> Extracted entries
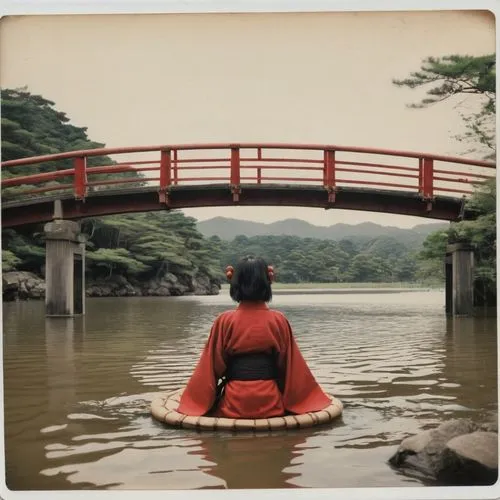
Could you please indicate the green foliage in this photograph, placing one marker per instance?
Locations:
(444, 77)
(31, 126)
(9, 261)
(149, 245)
(301, 260)
(139, 245)
(480, 233)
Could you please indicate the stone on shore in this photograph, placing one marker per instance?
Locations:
(458, 452)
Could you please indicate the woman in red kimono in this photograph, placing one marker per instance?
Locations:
(251, 366)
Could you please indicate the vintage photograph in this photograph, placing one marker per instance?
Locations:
(249, 250)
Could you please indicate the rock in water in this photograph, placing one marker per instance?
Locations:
(473, 457)
(454, 453)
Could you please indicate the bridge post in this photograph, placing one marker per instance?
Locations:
(64, 268)
(459, 267)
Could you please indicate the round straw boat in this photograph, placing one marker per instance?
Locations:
(164, 409)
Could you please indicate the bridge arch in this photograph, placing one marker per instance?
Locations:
(245, 174)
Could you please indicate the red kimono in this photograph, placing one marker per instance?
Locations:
(252, 327)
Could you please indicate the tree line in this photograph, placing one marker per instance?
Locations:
(157, 243)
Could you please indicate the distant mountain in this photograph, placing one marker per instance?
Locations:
(227, 229)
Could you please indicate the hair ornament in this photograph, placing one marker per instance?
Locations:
(270, 273)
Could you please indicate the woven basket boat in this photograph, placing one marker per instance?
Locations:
(163, 409)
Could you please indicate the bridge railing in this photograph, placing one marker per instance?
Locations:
(236, 165)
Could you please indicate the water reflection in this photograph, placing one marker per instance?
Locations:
(77, 392)
(251, 460)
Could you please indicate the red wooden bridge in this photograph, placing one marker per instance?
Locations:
(202, 175)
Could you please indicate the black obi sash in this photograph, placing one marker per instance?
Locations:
(248, 366)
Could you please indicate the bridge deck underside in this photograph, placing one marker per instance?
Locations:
(110, 202)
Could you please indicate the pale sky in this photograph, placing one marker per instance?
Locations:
(321, 78)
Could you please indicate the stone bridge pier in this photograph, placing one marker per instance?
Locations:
(64, 268)
(459, 272)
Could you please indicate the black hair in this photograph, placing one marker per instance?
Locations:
(251, 281)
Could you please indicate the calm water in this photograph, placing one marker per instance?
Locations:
(77, 392)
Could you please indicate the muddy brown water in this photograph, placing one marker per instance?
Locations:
(77, 391)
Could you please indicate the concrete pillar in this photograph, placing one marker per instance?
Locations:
(64, 269)
(460, 279)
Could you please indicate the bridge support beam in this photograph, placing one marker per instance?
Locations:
(64, 269)
(459, 271)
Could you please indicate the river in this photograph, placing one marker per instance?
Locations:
(77, 391)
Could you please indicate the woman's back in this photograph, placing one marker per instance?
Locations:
(252, 351)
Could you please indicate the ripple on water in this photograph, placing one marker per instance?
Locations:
(77, 398)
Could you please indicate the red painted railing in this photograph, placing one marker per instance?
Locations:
(238, 164)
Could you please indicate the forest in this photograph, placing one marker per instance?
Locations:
(164, 253)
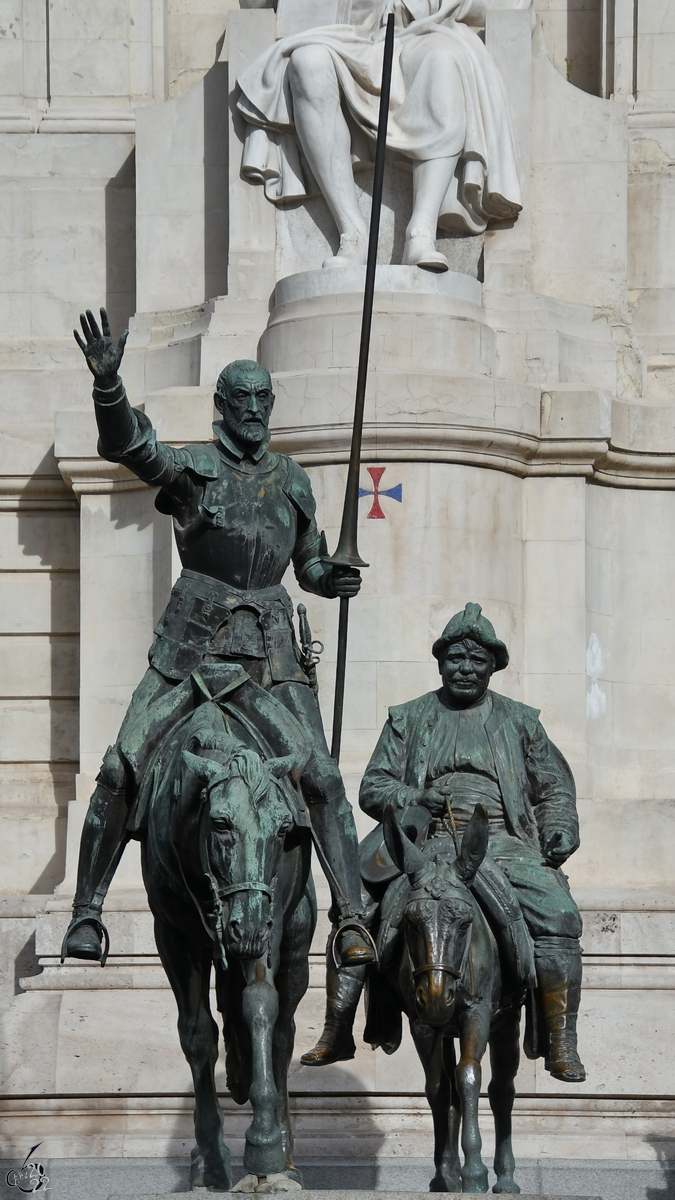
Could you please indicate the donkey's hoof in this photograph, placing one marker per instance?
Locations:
(476, 1185)
(279, 1182)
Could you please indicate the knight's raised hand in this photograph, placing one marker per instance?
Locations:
(102, 355)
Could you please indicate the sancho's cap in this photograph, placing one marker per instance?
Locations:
(471, 623)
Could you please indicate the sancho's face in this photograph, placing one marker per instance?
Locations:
(466, 671)
(246, 406)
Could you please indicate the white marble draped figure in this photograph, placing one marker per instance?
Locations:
(311, 105)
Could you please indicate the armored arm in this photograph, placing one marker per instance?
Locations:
(125, 435)
(554, 798)
(310, 555)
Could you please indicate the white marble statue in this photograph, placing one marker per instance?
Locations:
(311, 102)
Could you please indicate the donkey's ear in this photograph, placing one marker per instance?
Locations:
(405, 853)
(280, 767)
(205, 769)
(473, 845)
(290, 765)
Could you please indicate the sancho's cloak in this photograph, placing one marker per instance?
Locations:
(485, 185)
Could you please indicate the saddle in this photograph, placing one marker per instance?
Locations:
(496, 897)
(255, 717)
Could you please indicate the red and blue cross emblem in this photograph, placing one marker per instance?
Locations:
(376, 491)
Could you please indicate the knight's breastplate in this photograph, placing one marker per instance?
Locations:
(244, 528)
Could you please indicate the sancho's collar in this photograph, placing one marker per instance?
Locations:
(233, 450)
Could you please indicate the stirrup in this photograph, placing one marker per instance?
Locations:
(88, 918)
(358, 925)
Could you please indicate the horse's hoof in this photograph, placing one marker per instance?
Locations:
(249, 1183)
(280, 1182)
(479, 1185)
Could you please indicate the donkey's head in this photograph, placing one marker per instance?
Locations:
(243, 823)
(438, 915)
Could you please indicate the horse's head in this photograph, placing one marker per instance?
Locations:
(438, 915)
(243, 823)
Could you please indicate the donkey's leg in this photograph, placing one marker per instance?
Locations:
(473, 1042)
(187, 966)
(505, 1056)
(454, 1113)
(429, 1044)
(264, 1153)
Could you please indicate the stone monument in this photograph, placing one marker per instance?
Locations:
(518, 451)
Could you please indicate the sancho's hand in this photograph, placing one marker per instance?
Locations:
(345, 582)
(101, 353)
(559, 847)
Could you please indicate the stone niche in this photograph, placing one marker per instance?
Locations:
(507, 399)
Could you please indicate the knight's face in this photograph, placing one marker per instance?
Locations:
(246, 406)
(466, 671)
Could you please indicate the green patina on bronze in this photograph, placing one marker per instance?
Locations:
(221, 767)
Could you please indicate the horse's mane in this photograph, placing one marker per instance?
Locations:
(209, 730)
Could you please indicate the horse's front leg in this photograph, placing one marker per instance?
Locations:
(429, 1044)
(505, 1056)
(473, 1030)
(187, 965)
(264, 1153)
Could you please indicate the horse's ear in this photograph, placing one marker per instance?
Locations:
(280, 767)
(405, 853)
(473, 845)
(205, 769)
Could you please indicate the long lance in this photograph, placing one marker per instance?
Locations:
(347, 553)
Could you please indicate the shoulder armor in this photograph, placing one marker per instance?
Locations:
(298, 487)
(404, 717)
(202, 457)
(521, 713)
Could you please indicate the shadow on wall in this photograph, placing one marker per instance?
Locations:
(664, 1150)
(120, 245)
(53, 539)
(584, 46)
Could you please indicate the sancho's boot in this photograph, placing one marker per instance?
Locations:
(342, 991)
(559, 973)
(100, 850)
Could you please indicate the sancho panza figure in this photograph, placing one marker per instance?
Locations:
(311, 102)
(466, 744)
(240, 516)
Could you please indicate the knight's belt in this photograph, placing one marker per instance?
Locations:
(465, 790)
(205, 616)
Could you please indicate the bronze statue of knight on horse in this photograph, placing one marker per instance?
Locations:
(222, 772)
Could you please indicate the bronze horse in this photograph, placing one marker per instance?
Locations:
(443, 970)
(226, 863)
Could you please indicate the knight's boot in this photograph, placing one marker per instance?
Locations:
(559, 973)
(351, 945)
(103, 839)
(342, 991)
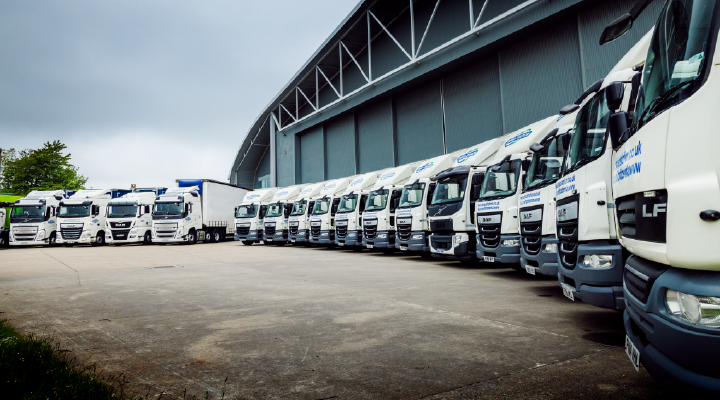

> Problem statement
Go through the listing above and copy each line in which the string "hoof" is found.

> Finished task
Could you please indicate the donkey's hoof in this photograph, placing one marker per instance?
Could you please indicate the horse's hoof in this photograph, placing one marker per instance?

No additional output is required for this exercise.